◆ WHAT YOU NEED TO DO
Please copy the data below verbatim, starting with its first line and ending with the line that contains "[(797, 477)]", including both.

◆ TASK DATA
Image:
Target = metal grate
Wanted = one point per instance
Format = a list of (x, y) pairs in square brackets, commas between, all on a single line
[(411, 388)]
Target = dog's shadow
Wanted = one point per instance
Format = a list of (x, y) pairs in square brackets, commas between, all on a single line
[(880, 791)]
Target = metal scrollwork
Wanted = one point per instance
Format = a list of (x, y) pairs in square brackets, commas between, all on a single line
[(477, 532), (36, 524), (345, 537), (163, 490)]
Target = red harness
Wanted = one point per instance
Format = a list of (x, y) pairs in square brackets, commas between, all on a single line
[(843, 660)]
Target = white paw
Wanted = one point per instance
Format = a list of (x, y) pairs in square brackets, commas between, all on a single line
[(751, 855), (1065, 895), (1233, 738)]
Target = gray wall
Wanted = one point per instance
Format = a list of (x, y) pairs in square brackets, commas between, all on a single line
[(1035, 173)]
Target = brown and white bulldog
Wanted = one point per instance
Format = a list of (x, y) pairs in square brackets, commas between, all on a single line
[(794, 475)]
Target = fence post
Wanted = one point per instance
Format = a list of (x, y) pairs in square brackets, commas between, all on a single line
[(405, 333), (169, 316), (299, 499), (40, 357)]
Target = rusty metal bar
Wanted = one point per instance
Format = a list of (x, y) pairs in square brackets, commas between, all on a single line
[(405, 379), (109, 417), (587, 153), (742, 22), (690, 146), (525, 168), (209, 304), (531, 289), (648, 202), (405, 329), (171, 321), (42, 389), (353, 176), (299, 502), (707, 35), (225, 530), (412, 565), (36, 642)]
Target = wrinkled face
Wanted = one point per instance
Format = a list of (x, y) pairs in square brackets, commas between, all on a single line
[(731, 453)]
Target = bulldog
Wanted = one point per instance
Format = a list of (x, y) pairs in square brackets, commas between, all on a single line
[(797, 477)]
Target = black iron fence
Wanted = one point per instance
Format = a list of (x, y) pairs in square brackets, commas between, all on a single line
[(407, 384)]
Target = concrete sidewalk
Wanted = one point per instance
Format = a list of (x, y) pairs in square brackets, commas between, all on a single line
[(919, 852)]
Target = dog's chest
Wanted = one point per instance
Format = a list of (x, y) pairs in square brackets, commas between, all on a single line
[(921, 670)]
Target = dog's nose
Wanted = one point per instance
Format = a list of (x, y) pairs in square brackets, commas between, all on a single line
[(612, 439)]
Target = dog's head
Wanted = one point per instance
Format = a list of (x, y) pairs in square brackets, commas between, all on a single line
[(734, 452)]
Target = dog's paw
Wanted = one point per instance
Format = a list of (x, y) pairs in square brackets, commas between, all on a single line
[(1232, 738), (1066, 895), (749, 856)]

◆ THE OUTPUT
Image:
Target = metal grate
Wanted = one point per instance
Format = a list of (x, y) pairs in square brackets, commas between, all on a single line
[(411, 388)]
Target = dog's shadow
Wanted = one point per instance
Format = a list of (x, y) pairs in square brackets, commas between, all on a single line
[(880, 791)]
Target = metal scrollwork
Wanted = one point per instance
Format = a list of (x, y) pairs in square brackets, commas between, all on a single line
[(477, 532), (36, 524), (345, 537), (163, 490)]
Target = red harness
Wanted = one point per instance
Format = a list of (x, y) pairs in square brackets, commas between, all on a single line
[(843, 660)]
Target = white paw
Wanted = one point per instance
Format = a list of (x, y) pairs in square brackets, commas between, all on a single line
[(751, 855), (1065, 895), (1233, 738)]
Target = gray wall
Wanted = one point per instance
Format = a list of (x, y) pairs in square brackets, commas between, all on a single line
[(1035, 173)]
Target = brown and white bulldog
Wanted = one point per instance
Format = a list of (x, y) pairs in square brackets, commas between, all on a single line
[(794, 475)]
Target = fence post
Wanted = one point per instance
Format = a list of (x, y) pairs in square brackets, commas between, all on a single line
[(405, 333), (169, 316), (299, 499), (40, 357)]
Target = rusty metal bar
Wanted = one point per instance
Format = a list of (x, y) pairs in square brackets, commas between, all on a single line
[(405, 379), (109, 417), (587, 153), (742, 22), (690, 146), (525, 168), (209, 304), (531, 289), (648, 202), (405, 329), (171, 321), (42, 389), (353, 176), (299, 502), (707, 35), (225, 530), (412, 565), (36, 642)]
Target = wrinkled face
Wanted = one point per instance
Format = a list of (x, y) pairs in square brackets, commas between, all on a single line
[(731, 453)]
Target = bulldog
Wanted = one point per instance
Format = a list of (x, y) pairs in square brackets, commas between, all on a single line
[(797, 477)]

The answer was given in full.